Given exercise:
Lay out the lines of the entries below as a Markdown table with the columns "Row" and "Text", starting at the beginning of the entries and running through the line that contains "x=119 y=175", and skip any blank lines. Number each row, and leave the pictures out of the table.
[BEGIN Data listing]
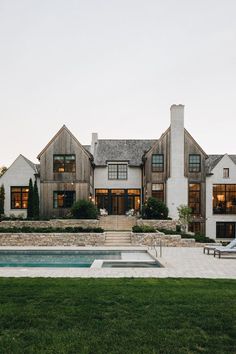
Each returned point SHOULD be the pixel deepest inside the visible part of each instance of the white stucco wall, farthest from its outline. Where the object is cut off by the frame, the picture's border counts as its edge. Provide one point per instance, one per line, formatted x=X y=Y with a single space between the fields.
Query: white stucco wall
x=177 y=184
x=134 y=179
x=18 y=174
x=217 y=178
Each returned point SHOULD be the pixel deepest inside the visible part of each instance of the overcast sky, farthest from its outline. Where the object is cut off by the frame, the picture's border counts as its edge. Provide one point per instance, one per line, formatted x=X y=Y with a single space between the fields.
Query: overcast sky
x=115 y=67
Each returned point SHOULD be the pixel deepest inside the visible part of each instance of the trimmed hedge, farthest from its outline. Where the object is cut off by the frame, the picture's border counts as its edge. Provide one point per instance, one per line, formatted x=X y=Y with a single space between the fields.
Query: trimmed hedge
x=28 y=229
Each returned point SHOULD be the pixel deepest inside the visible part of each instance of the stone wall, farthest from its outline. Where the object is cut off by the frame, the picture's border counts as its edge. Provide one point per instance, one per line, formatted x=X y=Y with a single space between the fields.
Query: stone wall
x=151 y=239
x=159 y=224
x=62 y=223
x=54 y=239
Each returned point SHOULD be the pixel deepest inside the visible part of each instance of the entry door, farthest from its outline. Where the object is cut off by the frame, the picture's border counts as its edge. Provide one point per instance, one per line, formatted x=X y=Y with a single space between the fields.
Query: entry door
x=118 y=205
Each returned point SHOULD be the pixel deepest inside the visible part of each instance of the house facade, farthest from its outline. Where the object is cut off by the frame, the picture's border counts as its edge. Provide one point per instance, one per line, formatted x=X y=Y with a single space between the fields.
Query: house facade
x=119 y=175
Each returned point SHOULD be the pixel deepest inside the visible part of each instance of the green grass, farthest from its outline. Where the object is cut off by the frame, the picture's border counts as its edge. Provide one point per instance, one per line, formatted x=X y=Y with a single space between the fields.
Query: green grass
x=117 y=316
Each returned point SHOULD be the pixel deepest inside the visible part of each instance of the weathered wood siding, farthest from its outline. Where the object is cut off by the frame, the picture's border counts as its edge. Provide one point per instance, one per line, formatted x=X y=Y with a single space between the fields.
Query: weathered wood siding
x=80 y=181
[END Data listing]
Answer to this problem:
| Row | Text |
|---|---|
| 1 | Each returned point SHOULD be the pixel deepest inside the visible part of each instance of the white stucco wall, farthest from its outline. Where the object is cut off by the frame, the picture's border counts as its edge. Provide one point per instance, one per line, formatted x=X y=Y with a single space between the fields. |
| 2 | Query: white stucco wall |
| 3 | x=177 y=184 |
| 4 | x=134 y=179 |
| 5 | x=18 y=174 |
| 6 | x=217 y=178 |
| 7 | Each returned point SHOULD be the pixel deepest inside the visible part of each instance of the overcast sky, farthest from its outline. Where the object is cut off by the frame, the picture's border counts as its edge. Provide one point per instance, one per line, formatted x=X y=Y with a single space between the fields. |
| 8 | Query: overcast sky |
| 9 | x=115 y=67 |
| 10 | Each returned point SHOULD be the pixel deepest inside the visible part of each instance of the trimmed hedge, farthest from its outline. Where the object is cut off by the frame, the picture's border counts as its edge. Provide one point per instance, one per line, formatted x=X y=Y with a single space between the fields. |
| 11 | Query: trimmed hedge |
| 12 | x=28 y=229 |
| 13 | Each returned point SHOULD be the pixel deepest inside the visible part of each instance of the stone wall, farthest from its outline. Where the object is cut off by the frame, the picture's border counts as its edge. Provide one point per instance, one per line, formatted x=X y=Y with a single space between the fields. |
| 14 | Query: stone wall |
| 15 | x=151 y=239 |
| 16 | x=159 y=224 |
| 17 | x=62 y=223 |
| 18 | x=54 y=239 |
| 19 | Each returned point SHOULD be the pixel deepest inside the visible part of each instance of the entry door, farthest from its outline. Where the object is cut off by the frame, the picture's border counts as its edge. Provide one point per instance, one per line, formatted x=X y=Y with a single space between the fields. |
| 20 | Query: entry door |
| 21 | x=118 y=205 |
| 22 | Each returned point SHOULD be the pixel deepest inside the visible part of each instance of the house facade, farthest from its outline. Where the object is cut off by the frame, the picture's border counts as its edge. Provide one point per instance, one per line, formatted x=X y=Y with a single space between the fields. |
| 23 | Query: house facade |
| 24 | x=119 y=175 |